Contour labeling entries:
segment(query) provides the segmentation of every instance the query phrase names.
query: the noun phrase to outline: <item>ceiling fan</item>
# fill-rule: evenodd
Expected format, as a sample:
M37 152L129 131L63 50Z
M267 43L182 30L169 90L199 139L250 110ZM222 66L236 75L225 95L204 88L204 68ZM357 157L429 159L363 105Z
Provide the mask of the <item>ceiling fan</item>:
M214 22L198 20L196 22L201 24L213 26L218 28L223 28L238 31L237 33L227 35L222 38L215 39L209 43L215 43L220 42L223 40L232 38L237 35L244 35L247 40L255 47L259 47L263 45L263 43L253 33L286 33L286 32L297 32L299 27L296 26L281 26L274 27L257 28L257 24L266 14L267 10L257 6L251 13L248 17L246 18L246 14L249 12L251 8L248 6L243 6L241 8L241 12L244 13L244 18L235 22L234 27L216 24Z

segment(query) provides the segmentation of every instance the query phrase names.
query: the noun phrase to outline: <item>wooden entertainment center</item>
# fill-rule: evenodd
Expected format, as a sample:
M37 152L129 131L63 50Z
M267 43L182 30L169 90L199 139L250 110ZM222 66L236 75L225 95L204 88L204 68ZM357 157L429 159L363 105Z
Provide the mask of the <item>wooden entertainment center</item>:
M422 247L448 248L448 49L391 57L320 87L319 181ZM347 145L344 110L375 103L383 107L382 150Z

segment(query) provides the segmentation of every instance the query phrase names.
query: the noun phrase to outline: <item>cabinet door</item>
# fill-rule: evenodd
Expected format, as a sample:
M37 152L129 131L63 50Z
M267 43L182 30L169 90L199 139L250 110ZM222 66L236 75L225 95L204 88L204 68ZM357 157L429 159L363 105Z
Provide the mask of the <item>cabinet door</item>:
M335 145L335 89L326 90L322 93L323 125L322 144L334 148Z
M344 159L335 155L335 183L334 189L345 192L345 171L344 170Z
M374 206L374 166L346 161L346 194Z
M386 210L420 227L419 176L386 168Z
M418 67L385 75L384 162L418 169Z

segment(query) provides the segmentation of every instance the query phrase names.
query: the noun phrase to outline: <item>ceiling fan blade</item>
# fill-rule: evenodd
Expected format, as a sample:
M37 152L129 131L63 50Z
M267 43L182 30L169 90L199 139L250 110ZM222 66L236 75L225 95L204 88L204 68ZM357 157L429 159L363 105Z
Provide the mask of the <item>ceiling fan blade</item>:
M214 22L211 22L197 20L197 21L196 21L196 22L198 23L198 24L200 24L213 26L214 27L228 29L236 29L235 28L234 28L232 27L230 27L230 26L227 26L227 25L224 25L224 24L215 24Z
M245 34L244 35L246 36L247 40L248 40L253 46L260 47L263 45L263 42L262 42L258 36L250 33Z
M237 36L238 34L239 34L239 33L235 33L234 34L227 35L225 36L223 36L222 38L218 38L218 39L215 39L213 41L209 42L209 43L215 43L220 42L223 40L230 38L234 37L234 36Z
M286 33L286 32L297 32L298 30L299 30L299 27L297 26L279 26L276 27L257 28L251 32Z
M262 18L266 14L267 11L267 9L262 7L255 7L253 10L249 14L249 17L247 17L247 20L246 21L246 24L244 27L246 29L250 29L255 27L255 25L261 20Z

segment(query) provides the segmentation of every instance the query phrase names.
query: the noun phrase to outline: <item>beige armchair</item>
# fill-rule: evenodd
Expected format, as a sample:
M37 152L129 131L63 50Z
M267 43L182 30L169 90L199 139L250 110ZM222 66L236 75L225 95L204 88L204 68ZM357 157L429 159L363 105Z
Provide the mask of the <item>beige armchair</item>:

SET EXERCISE: Swap "Provide the mask of the" for "Return the outline of the" in every one of the rows above and reproduce them with nothing else altered.

EXERCISE SOLUTION:
segment(query) provides the segmentation of every instance the query phrase names.
query: the noun phrase to outline: <item>ceiling fan</item>
# fill-rule: evenodd
Expected format, as a sample:
M37 152L129 131L63 50Z
M267 43L182 30L169 90L199 139L250 110ZM222 66L236 75L225 95L204 88L204 68ZM357 157L429 159L363 105Z
Return the outline of the <item>ceiling fan</item>:
M214 22L198 20L196 22L201 24L213 26L218 28L223 28L238 31L237 33L227 35L222 38L215 39L209 43L215 43L220 42L223 40L232 38L237 35L244 35L247 40L255 47L259 47L263 45L263 43L253 33L286 33L286 32L297 32L299 27L296 26L281 26L274 27L257 28L257 24L266 14L267 10L257 6L251 13L248 17L246 18L246 14L249 12L251 8L248 6L243 6L241 8L241 12L244 13L244 18L235 22L234 27L216 24Z

segment(query) provides the segmentation of every instance the query phrase names.
query: the noun phrase to outline: <item>wooden entertainment center</item>
# fill-rule: evenodd
Expected format, as a sample:
M37 152L129 131L63 50Z
M267 43L182 30L169 90L199 139L250 110ZM222 66L236 75L225 95L204 88L204 68ZM357 157L429 159L363 105Z
Return the outline of the <item>wooden entertainment center</item>:
M422 247L448 248L448 49L391 57L320 87L319 181ZM347 145L344 110L375 103L383 107L382 150Z

segment(query) provides the segmentation of every instance the query phrase names.
query: the noun phrase to outline: <item>cabinet door</item>
# fill-rule: evenodd
Expected format, as a sample:
M37 152L129 131L63 50Z
M267 43L182 30L169 90L199 139L250 110ZM222 66L236 75L225 95L204 88L204 68ZM357 157L429 159L363 105Z
Return the outline of the <item>cabinet door</item>:
M335 145L335 89L326 90L322 93L323 125L322 144L334 148Z
M344 159L335 155L335 183L334 189L345 192L345 171L344 170Z
M374 206L374 166L346 161L346 194Z
M386 210L420 227L419 176L386 168Z
M418 67L385 75L384 162L418 169Z

segment(query) provides the segmentation of every instance the query phrase names.
query: the noun phrase to outline: <item>ceiling fan blade</item>
# fill-rule: evenodd
Expected format, as a sample:
M37 152L129 131L63 50Z
M267 43L182 30L169 90L199 139L250 110ZM222 66L236 75L225 95L204 88L204 68ZM357 157L429 159L363 105Z
Return the outline of the <item>ceiling fan blade</item>:
M214 22L211 22L197 20L197 21L196 21L196 22L198 23L198 24L200 24L213 26L214 27L228 29L236 29L235 28L234 28L232 27L230 27L230 26L227 26L227 25L224 25L224 24L215 24Z
M245 34L244 35L246 36L247 40L248 40L253 46L260 47L263 45L263 42L262 42L258 36L250 33Z
M237 36L238 34L239 34L239 33L235 33L234 34L227 35L225 36L223 36L222 38L218 38L218 39L215 39L213 41L209 42L209 43L215 43L220 42L223 40L230 38L234 37L234 36Z
M286 33L286 32L297 32L298 30L299 30L299 27L297 26L279 26L276 27L257 28L251 32Z
M262 18L266 14L267 11L267 9L262 7L255 7L253 10L249 14L249 17L247 17L247 20L246 21L246 24L244 27L246 29L250 29L255 27L255 25L261 20Z

segment(query) provides the segmentation of every instance the query phrase names.
query: the noun phrase to outline: <item>beige armchair</item>
# fill-rule: evenodd
Expected format, as a sample:
M37 152L129 131L63 50Z
M267 43L182 30L169 90L199 139L250 110ZM222 66L236 75L225 95L204 88L204 68ZM357 157L429 159L363 105Z
Return the outline of the <item>beige armchair</item>:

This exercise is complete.